[TASK GOAL] Give the records below as a two-column CSV with the headers instruction and points, one row per record. Put each record's text and its answer in their own quoted fields with line breaks turned into spaces, and leave the pictures out.
______________________________
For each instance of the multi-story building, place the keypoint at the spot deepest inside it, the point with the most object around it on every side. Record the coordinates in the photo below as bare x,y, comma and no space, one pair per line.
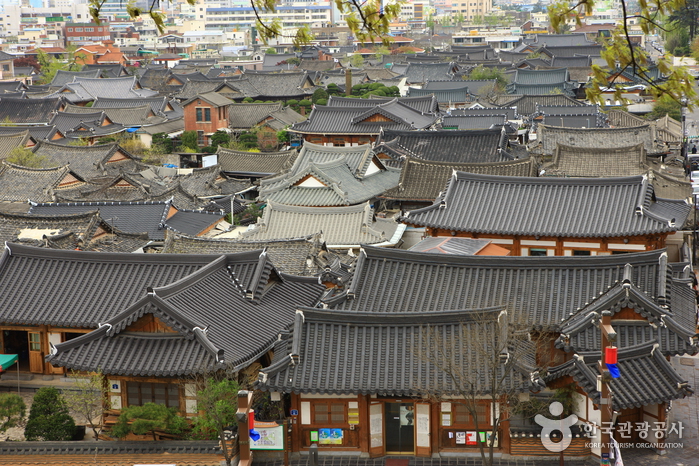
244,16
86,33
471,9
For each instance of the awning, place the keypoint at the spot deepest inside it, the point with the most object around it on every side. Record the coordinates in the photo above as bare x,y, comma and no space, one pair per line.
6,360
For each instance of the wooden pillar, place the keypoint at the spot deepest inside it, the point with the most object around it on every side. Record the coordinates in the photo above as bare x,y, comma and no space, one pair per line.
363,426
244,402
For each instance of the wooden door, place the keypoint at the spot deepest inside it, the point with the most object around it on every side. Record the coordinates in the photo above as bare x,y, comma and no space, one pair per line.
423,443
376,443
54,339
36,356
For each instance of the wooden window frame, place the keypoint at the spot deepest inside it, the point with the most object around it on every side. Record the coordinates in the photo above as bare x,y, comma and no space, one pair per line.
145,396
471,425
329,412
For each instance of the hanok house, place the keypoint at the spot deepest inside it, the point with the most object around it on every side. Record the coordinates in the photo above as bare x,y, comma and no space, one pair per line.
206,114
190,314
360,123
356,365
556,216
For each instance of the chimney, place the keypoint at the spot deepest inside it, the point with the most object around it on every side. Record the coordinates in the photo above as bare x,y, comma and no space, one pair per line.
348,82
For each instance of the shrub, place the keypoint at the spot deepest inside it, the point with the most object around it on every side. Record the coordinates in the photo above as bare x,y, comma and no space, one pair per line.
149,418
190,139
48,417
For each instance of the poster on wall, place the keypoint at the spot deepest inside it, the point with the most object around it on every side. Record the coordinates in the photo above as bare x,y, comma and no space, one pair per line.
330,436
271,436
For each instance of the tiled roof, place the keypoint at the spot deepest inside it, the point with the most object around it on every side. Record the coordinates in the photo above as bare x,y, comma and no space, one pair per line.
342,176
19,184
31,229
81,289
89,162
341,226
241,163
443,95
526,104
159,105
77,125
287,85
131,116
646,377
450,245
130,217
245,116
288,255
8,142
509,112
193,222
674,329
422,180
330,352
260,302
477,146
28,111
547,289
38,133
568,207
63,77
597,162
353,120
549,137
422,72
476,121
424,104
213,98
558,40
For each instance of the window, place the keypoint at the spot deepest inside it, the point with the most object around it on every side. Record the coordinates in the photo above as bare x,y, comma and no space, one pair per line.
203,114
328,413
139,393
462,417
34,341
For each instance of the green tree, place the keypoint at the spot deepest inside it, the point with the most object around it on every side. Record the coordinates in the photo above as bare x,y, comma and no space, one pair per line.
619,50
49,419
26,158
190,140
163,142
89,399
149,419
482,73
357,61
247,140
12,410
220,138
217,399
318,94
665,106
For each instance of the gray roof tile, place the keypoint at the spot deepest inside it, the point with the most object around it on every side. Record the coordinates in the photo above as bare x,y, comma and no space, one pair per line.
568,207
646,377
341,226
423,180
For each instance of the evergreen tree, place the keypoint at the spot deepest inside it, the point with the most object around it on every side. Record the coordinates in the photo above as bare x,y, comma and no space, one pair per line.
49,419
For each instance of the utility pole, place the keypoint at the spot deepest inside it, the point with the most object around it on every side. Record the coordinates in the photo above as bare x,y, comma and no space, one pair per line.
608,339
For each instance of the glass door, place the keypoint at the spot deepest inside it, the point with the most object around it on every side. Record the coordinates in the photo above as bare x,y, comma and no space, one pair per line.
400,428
______________________________
[EXERCISE OUTPUT]
instruction,points
"For each instance of the multi-story building, place the keypoint at the spot deepest inside it, the point with the most object around it on every side. Record the coordinates in the photo below as bare x,y, comma and no space, one pair per line.","244,16 86,33 471,9"
"For each instance of the awning, place the keypoint at the spot deepest inside it, the point with the most object around it on every side. Record the coordinates in the photo above as bare x,y, comma and no space, one pair per line.","6,360"
"For each instance of the wooden pillar, place the keypoint at the spot deepest inside it, the point with the most object around it on every side. Record the coordinates in the photo above as bare x,y, comma and no space, one pair per line.","363,426 244,402"
"For each instance of the wooden door, place the keypoint at the spot deepest inside it, the point with the most object around it on every side. Record the coordinates in the photo above as bare x,y, comma and no space, one pair per line.","423,443 376,443 54,339 36,356"
"For each instance of the wooden window frame, place the keypoint at the spot deepest inside it, the point with the most object around it on every side. Record the coordinates in the photo above as bare x,y, comma and no space, one pair per line.","145,396 471,425 329,412"
"For each instance of the hanok house, place the keypoint at the spot deepest inside it, the point with the most object around it on every side. Record the coordinates in the photo above as bare x,y, comma and no space, one pair per line.","206,114 190,314 360,123 356,365 556,216"
"For each instance of the chimney, place the keypoint at the spot deepest inside it, the point with the most object around it on every side. Record the coordinates in the photo above as bare x,y, comma and no space, one pair per line.","348,82"
"For each instance of the shrub, place the keypoint at the spot deepest inside it, the point with the most object around it on every side. Record the coordinates in the photo above as bare x,y, comma and no space, one pair per line.","149,418 190,139 48,417"
"For each instance of the poster on wall, place the keypoint at the spot deepest inside it, the point with the most object around it on every side. Record the coordinates in the photo above as bare x,y, comma and no space, one pair per line.","330,436 271,436"
"For each instance of the tiled roof, place the keypoint at the spot deepest inside it, the point with the most object around it on every side. Record the coordinates in the photo above as bare x,y, comma and no space, one pair per line.","342,176 19,184 31,229 81,289 89,162 341,226 241,163 443,95 526,104 159,105 77,125 287,85 131,116 646,377 450,245 130,217 245,116 288,255 8,142 509,112 193,222 674,329 422,180 330,352 260,302 477,146 28,111 547,289 38,133 568,207 63,77 597,162 353,120 549,137 422,72 476,121 424,104 213,98 558,40"
"For each instance of the window, place the keypoint at the spot deepest inside it, the point with the most object around it on every side. Record the coordinates in the photo above as bare x,y, comma and no space, one pair per line.","203,114 328,413 139,393 462,417 34,341"
"For each instance of the green tree, place the keypoint at the spot deepest inside it, the point with the most object around it on every side. Record the coordinates in the photo above as bare x,y, comma and no space, one pair per line.","619,50 49,419 26,158 190,140 163,142 89,399 149,419 482,73 357,61 247,140 12,410 220,138 217,399 318,94 665,106"
"For each instance of the gray roof tile, place the keypoint at the spot deepest inside it, the point with the most object around it on every side. Record the coordinates in the photo above as bare x,y, comma and no space, one pair per line.","568,207 646,377 341,226 423,180"
"For each instance of the evergreen tree, place the keypoint at the spot deepest inside it, the point with the most object around it on every side. Record the coordinates in the photo above as bare x,y, comma and no space, one pair per line.","49,419"
"For each instance of the utility pole, place the keypoint at the spot deepest inside it, the point with the most object around it on every side. Record the coordinates in the photo above as bare x,y, comma and no space, one pair per line.","608,339"
"For each instance of the glass door, place the keypoint at the spot deepest inside it, the point with the most object around it on every side. Record the coordinates in the photo above as bare x,y, comma and no space, one pair per line.","400,428"